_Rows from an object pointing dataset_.
-- BEGIN --
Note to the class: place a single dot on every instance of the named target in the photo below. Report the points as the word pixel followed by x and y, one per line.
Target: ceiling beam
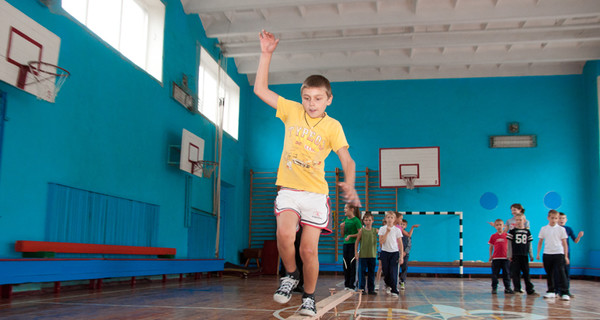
pixel 422 40
pixel 404 73
pixel 400 16
pixel 214 6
-- END --
Rewrite every line of the records above as a numbered list, skipping blank lines and leaving out the pictures.

_Task response_.
1. Note to the class: place a single dot on every instance of the named target in the photo below. Report the points as the word pixel followed by x and y, one per line.
2. Target: ceiling beam
3. pixel 422 40
4. pixel 404 73
5. pixel 400 16
6. pixel 214 6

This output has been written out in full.